» **Work to complete**
Copy out exactly each line from the line with "Where can you spot the snow-covered" through the last line of the material below.

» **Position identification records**
⁂

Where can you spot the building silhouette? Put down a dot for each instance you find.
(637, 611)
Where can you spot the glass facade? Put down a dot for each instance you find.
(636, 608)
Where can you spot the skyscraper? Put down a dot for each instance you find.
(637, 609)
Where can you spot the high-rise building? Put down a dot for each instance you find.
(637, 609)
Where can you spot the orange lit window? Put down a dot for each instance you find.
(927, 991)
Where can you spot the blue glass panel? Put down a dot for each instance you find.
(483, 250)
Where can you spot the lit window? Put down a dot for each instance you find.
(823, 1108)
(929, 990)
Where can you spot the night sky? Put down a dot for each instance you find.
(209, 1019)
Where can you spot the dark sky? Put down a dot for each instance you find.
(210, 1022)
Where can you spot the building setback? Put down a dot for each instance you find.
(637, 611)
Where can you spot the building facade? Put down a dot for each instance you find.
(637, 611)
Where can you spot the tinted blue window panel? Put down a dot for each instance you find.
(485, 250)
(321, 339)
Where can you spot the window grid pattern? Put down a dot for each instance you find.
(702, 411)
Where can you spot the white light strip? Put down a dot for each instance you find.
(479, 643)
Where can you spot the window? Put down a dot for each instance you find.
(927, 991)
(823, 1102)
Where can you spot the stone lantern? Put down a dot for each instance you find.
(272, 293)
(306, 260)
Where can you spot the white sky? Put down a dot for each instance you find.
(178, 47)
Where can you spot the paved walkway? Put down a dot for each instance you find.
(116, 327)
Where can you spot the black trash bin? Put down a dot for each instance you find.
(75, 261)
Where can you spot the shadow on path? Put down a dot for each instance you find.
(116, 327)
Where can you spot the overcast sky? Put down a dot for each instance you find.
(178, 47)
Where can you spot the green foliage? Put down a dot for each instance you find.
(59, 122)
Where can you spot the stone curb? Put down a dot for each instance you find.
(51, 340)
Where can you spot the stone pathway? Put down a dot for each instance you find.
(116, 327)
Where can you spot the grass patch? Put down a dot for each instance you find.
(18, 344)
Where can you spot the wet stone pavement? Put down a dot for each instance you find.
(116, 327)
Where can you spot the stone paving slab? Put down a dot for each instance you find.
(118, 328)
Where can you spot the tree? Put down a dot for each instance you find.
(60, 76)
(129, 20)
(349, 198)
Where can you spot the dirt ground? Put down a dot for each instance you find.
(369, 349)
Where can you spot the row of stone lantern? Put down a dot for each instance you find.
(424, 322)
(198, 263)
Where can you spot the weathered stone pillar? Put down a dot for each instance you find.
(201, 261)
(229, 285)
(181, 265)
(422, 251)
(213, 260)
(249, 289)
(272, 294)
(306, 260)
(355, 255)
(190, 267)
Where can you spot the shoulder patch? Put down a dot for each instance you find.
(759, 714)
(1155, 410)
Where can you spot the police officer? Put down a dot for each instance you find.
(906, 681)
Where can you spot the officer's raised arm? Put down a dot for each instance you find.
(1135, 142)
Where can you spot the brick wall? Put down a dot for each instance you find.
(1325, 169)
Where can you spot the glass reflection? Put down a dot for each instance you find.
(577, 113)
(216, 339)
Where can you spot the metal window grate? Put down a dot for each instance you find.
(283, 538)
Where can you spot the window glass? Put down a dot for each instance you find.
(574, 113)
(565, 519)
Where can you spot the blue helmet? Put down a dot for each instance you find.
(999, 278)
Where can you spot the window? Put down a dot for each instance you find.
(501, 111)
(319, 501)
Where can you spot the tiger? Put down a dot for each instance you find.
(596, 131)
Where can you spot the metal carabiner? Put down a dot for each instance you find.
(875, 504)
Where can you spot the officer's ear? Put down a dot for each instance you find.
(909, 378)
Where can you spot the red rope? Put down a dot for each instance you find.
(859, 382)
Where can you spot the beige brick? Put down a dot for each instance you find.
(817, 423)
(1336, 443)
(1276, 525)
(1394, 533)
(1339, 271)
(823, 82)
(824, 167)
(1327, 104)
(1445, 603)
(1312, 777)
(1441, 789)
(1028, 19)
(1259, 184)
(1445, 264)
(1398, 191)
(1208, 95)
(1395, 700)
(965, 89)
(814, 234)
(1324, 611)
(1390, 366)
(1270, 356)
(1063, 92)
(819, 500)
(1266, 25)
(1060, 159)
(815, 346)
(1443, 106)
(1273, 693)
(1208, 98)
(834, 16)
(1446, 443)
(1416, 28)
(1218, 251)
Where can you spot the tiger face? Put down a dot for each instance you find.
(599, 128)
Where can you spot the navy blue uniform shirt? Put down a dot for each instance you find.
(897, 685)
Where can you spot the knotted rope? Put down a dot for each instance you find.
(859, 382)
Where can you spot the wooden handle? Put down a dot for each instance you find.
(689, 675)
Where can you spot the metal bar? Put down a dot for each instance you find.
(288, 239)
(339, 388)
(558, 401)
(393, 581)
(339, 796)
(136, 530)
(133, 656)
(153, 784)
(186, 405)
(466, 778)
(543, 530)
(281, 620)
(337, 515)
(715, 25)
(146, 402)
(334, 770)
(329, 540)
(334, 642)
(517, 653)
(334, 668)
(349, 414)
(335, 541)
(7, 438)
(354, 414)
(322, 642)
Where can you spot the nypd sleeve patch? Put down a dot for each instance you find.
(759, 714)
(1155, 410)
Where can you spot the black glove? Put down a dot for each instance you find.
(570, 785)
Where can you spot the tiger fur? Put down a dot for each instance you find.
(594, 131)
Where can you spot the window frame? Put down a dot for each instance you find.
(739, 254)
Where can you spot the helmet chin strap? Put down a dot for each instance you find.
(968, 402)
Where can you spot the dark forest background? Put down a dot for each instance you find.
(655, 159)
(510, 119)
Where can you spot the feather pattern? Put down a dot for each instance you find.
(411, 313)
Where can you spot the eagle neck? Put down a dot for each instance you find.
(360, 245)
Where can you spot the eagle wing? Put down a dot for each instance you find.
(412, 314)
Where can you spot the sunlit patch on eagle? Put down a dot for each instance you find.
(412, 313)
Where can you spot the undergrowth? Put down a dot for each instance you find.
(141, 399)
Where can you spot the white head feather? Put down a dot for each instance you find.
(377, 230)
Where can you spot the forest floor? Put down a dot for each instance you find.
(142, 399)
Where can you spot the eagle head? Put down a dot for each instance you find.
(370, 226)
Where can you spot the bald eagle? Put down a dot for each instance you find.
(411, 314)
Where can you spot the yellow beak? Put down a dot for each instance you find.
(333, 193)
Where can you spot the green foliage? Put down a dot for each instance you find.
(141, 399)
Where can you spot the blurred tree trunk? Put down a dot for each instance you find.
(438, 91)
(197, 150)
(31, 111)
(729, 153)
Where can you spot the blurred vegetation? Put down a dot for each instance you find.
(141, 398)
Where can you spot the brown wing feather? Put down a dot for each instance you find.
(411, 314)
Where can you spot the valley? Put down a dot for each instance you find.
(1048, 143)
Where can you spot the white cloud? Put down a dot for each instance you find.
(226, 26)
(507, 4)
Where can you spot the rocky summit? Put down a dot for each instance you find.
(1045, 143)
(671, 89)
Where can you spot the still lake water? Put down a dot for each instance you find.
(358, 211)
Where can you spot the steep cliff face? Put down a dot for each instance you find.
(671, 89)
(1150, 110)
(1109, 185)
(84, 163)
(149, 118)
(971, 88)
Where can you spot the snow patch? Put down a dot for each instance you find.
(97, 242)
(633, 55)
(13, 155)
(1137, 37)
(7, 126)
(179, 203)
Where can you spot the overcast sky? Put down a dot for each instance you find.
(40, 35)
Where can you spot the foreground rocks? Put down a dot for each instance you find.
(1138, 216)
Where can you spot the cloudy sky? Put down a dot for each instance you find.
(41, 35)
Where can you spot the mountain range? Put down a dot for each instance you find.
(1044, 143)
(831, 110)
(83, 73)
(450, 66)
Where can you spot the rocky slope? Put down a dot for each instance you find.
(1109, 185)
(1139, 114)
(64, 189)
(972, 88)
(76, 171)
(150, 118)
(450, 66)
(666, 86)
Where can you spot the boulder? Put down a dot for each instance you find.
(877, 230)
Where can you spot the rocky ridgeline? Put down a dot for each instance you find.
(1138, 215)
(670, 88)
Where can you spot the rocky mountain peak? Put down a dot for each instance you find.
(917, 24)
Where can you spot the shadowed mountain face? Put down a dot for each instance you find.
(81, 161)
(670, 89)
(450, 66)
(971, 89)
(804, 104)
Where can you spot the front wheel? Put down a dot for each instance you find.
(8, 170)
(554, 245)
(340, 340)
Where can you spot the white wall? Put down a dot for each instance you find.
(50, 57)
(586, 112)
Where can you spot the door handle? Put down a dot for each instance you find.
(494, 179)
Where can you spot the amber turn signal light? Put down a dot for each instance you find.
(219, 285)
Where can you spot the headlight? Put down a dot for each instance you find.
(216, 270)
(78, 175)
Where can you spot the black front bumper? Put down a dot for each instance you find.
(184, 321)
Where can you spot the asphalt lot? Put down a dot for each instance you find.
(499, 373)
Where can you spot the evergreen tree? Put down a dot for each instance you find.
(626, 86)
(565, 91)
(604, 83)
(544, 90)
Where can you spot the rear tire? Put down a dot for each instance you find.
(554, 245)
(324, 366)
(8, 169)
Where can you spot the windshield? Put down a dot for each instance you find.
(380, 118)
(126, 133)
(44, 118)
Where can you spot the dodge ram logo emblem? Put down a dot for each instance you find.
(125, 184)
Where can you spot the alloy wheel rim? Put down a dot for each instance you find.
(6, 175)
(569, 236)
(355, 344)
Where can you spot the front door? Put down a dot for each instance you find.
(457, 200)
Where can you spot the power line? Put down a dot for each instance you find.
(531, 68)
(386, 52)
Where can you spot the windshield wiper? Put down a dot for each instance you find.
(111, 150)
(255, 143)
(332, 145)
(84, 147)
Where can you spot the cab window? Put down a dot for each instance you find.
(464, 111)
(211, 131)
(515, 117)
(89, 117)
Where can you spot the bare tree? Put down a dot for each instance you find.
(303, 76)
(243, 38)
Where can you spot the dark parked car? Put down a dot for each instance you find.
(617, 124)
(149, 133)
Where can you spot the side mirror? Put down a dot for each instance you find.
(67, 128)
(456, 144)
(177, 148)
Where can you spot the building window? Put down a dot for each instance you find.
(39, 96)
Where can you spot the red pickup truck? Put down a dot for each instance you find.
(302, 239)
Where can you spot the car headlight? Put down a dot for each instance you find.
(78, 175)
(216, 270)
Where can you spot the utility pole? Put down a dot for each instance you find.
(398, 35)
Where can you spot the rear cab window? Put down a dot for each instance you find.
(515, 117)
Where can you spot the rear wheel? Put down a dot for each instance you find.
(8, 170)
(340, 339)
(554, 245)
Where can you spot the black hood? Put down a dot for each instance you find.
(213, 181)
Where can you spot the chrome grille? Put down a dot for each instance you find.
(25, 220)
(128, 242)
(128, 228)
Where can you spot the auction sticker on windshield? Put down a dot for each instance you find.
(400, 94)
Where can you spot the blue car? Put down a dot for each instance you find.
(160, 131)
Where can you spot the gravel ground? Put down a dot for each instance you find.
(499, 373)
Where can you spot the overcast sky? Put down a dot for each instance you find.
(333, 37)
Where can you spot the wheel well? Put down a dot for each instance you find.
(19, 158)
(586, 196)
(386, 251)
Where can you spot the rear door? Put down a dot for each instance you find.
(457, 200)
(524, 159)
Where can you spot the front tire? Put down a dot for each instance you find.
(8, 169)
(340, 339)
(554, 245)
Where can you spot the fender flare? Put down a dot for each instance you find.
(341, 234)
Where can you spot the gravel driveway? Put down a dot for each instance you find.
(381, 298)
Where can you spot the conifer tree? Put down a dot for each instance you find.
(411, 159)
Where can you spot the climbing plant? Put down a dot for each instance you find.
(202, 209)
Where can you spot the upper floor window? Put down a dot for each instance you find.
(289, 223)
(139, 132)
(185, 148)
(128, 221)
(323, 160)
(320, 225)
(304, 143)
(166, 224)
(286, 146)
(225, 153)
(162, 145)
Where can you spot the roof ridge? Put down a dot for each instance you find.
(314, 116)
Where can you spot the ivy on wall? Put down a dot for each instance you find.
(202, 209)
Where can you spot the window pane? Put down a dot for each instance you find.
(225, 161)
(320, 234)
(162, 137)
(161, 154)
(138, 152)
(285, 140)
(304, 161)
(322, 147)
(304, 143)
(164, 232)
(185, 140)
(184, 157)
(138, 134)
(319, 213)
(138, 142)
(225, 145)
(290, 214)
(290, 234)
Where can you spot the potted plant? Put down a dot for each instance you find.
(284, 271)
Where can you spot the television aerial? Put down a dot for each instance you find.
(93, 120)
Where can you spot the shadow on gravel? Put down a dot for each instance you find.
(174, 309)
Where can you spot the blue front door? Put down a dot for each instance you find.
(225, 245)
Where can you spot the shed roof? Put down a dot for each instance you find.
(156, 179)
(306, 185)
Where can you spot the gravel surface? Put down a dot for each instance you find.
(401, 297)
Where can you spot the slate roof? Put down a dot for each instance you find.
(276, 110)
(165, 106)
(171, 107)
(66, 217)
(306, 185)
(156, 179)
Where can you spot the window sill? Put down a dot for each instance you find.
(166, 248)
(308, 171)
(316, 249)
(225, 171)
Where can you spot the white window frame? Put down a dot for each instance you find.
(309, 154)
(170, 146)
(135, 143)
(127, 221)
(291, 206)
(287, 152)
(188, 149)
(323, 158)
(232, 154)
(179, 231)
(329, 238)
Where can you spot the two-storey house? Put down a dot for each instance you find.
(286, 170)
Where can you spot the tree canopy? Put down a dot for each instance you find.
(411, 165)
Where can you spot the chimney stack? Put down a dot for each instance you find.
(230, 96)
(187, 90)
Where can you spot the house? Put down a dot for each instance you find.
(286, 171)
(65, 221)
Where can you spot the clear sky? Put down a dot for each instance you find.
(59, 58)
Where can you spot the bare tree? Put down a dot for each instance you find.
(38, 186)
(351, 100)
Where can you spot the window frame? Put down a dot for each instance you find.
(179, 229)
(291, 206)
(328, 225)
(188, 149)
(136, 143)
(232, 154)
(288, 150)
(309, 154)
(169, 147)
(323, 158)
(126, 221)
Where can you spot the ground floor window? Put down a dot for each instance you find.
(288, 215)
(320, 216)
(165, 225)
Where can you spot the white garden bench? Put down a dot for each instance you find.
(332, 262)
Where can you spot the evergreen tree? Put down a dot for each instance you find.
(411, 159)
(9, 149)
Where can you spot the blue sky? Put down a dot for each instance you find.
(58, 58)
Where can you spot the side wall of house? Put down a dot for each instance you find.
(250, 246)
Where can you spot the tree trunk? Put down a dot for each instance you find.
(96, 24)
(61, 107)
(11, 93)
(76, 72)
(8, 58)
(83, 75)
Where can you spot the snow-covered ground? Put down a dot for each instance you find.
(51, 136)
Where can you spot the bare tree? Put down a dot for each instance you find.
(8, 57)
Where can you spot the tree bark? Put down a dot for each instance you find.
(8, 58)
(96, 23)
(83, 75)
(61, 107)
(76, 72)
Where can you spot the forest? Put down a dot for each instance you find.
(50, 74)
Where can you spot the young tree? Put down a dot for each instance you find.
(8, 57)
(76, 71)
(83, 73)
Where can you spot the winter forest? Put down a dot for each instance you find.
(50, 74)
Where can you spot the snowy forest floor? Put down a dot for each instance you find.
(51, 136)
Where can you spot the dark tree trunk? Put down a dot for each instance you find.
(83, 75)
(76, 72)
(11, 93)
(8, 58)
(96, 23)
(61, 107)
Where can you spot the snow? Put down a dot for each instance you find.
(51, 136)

⁂

» **Result for this exercise**
Where can you spot the snow-covered ground? Put down a dot for each instance you find.
(51, 136)
Where can you spot the bare tree? Put down a dot for each instance you find.
(8, 57)
Where can you spot the tree bark? Put down a dot for each instance you find.
(8, 58)
(96, 23)
(83, 75)
(61, 107)
(76, 72)
Where can you spot the forest? Put down a dot for each instance you find.
(50, 74)
Where can you spot the young tree? Put down a dot for each instance you find.
(8, 57)
(76, 71)
(83, 73)
Where can you spot the winter forest? Put down a dot for each instance you find.
(50, 74)
Where can you spot the snowy forest floor? Put down a dot for each instance you find.
(51, 136)
Where can you spot the dark tree trunk? Put down a dot for each instance you find.
(83, 75)
(76, 72)
(11, 93)
(8, 58)
(96, 23)
(61, 107)
Where can you spot the snow? Put down a dot for each instance you find.
(51, 136)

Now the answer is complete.